[Collected data entries]
◆ ◆ ◆ ◆ ◆

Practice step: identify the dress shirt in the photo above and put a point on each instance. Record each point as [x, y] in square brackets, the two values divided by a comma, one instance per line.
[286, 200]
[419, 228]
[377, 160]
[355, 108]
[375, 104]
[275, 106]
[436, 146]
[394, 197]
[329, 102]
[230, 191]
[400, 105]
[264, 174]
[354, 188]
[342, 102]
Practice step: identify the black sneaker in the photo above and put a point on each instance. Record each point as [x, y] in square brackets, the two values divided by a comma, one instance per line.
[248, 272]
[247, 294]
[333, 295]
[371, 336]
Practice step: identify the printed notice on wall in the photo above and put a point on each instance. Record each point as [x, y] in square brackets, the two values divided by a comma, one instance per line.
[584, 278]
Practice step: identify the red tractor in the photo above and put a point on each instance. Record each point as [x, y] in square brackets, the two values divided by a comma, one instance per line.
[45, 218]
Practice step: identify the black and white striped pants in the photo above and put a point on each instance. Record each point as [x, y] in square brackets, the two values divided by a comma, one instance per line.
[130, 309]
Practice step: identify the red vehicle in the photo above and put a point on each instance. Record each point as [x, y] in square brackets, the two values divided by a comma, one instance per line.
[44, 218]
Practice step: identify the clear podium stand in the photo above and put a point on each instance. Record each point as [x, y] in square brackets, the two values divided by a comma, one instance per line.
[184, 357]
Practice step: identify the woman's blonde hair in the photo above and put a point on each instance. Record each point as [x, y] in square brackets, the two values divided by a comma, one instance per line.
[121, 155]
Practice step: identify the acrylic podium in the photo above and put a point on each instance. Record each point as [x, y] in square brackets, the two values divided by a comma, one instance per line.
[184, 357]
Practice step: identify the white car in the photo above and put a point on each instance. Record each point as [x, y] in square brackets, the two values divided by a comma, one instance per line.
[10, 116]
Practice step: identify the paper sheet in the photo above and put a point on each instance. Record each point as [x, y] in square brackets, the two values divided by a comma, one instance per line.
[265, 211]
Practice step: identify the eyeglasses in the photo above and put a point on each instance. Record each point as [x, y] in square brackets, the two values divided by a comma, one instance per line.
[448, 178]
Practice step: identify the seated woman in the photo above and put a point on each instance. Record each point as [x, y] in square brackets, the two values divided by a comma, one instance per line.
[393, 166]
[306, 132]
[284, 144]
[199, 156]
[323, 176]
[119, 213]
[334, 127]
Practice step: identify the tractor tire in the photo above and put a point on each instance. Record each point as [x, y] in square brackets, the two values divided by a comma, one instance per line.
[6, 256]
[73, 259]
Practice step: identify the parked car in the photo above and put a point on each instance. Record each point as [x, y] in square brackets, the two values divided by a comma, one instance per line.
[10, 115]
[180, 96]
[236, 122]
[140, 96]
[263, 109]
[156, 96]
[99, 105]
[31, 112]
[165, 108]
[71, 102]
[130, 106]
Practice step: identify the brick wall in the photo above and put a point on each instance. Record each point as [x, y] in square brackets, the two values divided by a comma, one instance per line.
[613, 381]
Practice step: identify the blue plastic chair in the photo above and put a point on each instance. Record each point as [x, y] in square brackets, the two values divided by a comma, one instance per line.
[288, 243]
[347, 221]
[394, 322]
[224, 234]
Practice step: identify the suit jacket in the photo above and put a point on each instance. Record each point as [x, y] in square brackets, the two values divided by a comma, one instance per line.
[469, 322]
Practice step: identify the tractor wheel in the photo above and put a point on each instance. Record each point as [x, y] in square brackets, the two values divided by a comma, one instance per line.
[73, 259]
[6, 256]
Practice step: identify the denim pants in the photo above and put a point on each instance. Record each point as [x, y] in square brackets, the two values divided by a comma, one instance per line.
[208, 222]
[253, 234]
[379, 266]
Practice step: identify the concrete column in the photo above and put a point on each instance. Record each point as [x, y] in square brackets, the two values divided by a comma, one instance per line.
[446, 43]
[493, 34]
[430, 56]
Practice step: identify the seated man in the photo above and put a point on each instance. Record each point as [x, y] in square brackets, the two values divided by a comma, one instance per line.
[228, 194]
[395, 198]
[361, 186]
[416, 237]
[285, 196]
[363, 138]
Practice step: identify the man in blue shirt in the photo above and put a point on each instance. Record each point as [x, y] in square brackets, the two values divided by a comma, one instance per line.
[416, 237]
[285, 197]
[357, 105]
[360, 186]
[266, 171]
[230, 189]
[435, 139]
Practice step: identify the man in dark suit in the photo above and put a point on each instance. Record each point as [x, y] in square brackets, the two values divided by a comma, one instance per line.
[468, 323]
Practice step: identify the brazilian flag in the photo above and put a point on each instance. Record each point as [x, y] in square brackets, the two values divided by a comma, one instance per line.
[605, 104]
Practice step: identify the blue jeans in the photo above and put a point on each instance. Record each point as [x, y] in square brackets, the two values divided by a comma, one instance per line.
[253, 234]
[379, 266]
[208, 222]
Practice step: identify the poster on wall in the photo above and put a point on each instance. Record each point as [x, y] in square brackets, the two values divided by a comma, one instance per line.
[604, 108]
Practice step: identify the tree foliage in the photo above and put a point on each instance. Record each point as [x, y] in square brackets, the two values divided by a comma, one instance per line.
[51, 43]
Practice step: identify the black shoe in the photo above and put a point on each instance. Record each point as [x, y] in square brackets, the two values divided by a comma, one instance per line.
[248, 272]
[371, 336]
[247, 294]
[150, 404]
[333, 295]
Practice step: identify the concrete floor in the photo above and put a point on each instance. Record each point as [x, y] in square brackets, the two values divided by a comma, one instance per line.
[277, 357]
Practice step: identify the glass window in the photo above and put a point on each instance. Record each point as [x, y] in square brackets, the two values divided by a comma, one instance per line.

◆ ◆ ◆ ◆ ◆

#### [DIRECTIONS]
Transcribe the full listing above without leaving anything out.

#### [OUTPUT OF THE TASK]
Practice step: identify the dress shirt in the photo above and put a point on each instance. Record each point as [x, y] in square brackets, the two values divided by a comma, one instance per line.
[286, 200]
[419, 228]
[377, 160]
[355, 108]
[375, 104]
[275, 106]
[436, 146]
[394, 197]
[329, 102]
[230, 191]
[400, 105]
[264, 174]
[354, 188]
[342, 102]
Practice step: identify the black sneaker in the photo above and put a point on each instance. Record each point as [x, y] in square brackets, the two values divided by a comma, one instance per line.
[248, 272]
[247, 294]
[333, 295]
[371, 336]
Practice step: identify the printed notice on wall in the photo above and put a point on each instance. Record each point as [x, y] in square brackets, the two values divided by a comma, one instance per line.
[584, 278]
Practice step: identify the red tractor in the photo above and put a point on each instance. Record each point as [x, y] in square brackets, the two values divided by a comma, one instance per line.
[45, 218]
Practice step: identify the black and white striped pants in the photo above and put a point on each instance. Record each point as [x, y] in square brackets, the two values divided by a comma, one instance per line.
[130, 309]
Practice step: identify the red vehicle in the photo above and put a point on each instance. Record each point as [x, y] in square brackets, the two values divided by a comma, one instance per line.
[44, 218]
Practice step: identify the clear podium stand in the photo above and put a point on each instance. Record each point as [x, y] in square brackets, the two values divided by a comma, one instance per line.
[184, 357]
Practice step: identify the woman's blonde hair in the photo above and put a point on each instance. Record each point as [x, y] in square brackets, the two values divided by a comma, one instance per line.
[121, 155]
Practice step: identify the acrylic podium in the photo above and put a point on each instance. Record each point as [x, y] in square brackets, the two values divided by a comma, one instance per line.
[184, 357]
Practice step: identify the white car in the photo above and put a point on each instance. Record each point as [x, y] in square brackets, the two values divided by a comma, one instance per line.
[10, 116]
Practice step: identify the paper sheet in the photo above and put a point on each instance. Record each point as [x, y] in square brackets, the two values divided by a comma, one instance per line.
[265, 211]
Practice step: identify the eyeglasses in the photo above and put a point on each instance. Record each point as [x, y] in square brackets, the two values divided by a comma, one instance per line.
[448, 178]
Practice step: identify the seated woman in the photo above and put a point on each instance. Record each point as [x, y] in square brackets, the two values divided by a comma, one instance per line.
[393, 166]
[306, 132]
[284, 144]
[199, 156]
[323, 176]
[119, 213]
[334, 127]
Practice step: identify the tractor tire in the photo above and put a point on each instance. Record each point as [x, y] in square brackets, the two values divided by a comma, one instance per line.
[6, 256]
[73, 259]
Practice step: identify the parked car in the photo above and put a point on each instance. Record each point as [x, y] in square brackets, the two values divided by a comma, one instance per line.
[10, 115]
[180, 96]
[236, 122]
[140, 96]
[263, 109]
[156, 96]
[99, 105]
[31, 112]
[165, 108]
[71, 102]
[130, 106]
Practice step: identify the brick wall in the photo above and put a point on each instance. Record each point as [x, y] in square brackets, the two values divided by a comma, one instance per line.
[613, 381]
Practice step: identify the blue plastic chair in the photo above and put a point on each instance. Record each point as [x, y] in square brackets, the two values divided by a comma, one instance per line.
[288, 243]
[347, 221]
[394, 322]
[224, 234]
Practice step: identify the suit jacket in the photo above and put a point on each instance. Record each point as [x, y] in square brackets, the two values divided by a comma, one instance per line.
[469, 322]
Practice step: identify the tractor wheel in the photo above and put a point on each instance. Record each point as [x, y] in square brackets, the two values divided by a comma, one instance per line.
[73, 259]
[6, 256]
Practice step: identify the denim pants in the photo above and put a point on each instance. Record each point as [x, y] in square brackets, the two values divided by a comma, one instance per line.
[208, 222]
[253, 234]
[379, 266]
Practice step: identify the concrete column in the photo above and put a point on each instance. Record each point as [x, y] in square brackets, the two values divided by a comma, one instance per line.
[446, 43]
[493, 34]
[430, 56]
Practice step: identify the seated man in the photo above and put a point on each instance. Record each point as [x, y] in square brackets, the two values divided by a comma, one instance per line.
[228, 194]
[395, 198]
[361, 186]
[416, 237]
[285, 196]
[363, 138]
Practice step: identify the man in blue shirt in the photo above and put a point on each instance. Record each point as [x, y] in square brackets, the two values divided by a comma, one instance per line.
[416, 237]
[285, 197]
[357, 105]
[360, 186]
[266, 171]
[230, 189]
[435, 139]
Practice step: identify the man in dark suit in the photo above and put a point on each instance. Record each point as [x, y] in square brackets, the two values divided by a comma, one instance per line.
[468, 323]
Practice step: identify the brazilian flag in the photo above and put a point on each instance. Record each point as [x, y] in square brackets, the two values divided by a comma, one instance per line.
[605, 104]
Practice step: identify the blue jeans in the photo above and put a point on each instance. Record each point as [x, y] in square brackets, the two values divided by a comma, one instance per line.
[253, 234]
[379, 266]
[208, 222]
Practice step: identify the poster on wall in the photo above and put a point on each instance. Record each point as [x, y] in square brackets, the two values divided by a comma, one instance per line.
[604, 108]
Practice step: identify the tree foliage in the photo above and put a point on each instance. Record each point as [x, y] in square brackets, the two values divided by a comma, one instance per line.
[51, 43]
Practice step: identify the black shoe in the photo above and put a point on each instance. Record each point as [x, y] in square brackets, the two values divided by a comma, one instance per line.
[248, 272]
[371, 336]
[247, 294]
[150, 404]
[333, 295]
Practice step: identify the concrete floor in the photo above and put a point on each instance. Record each point as [x, y] in square brackets, the two values divided by a comma, one instance per line.
[277, 357]
Practice step: identify the glass window in the photo above and put a point on each instance. Record each point as [x, y] in square brackets, the two values divided by a comma, one instance per line.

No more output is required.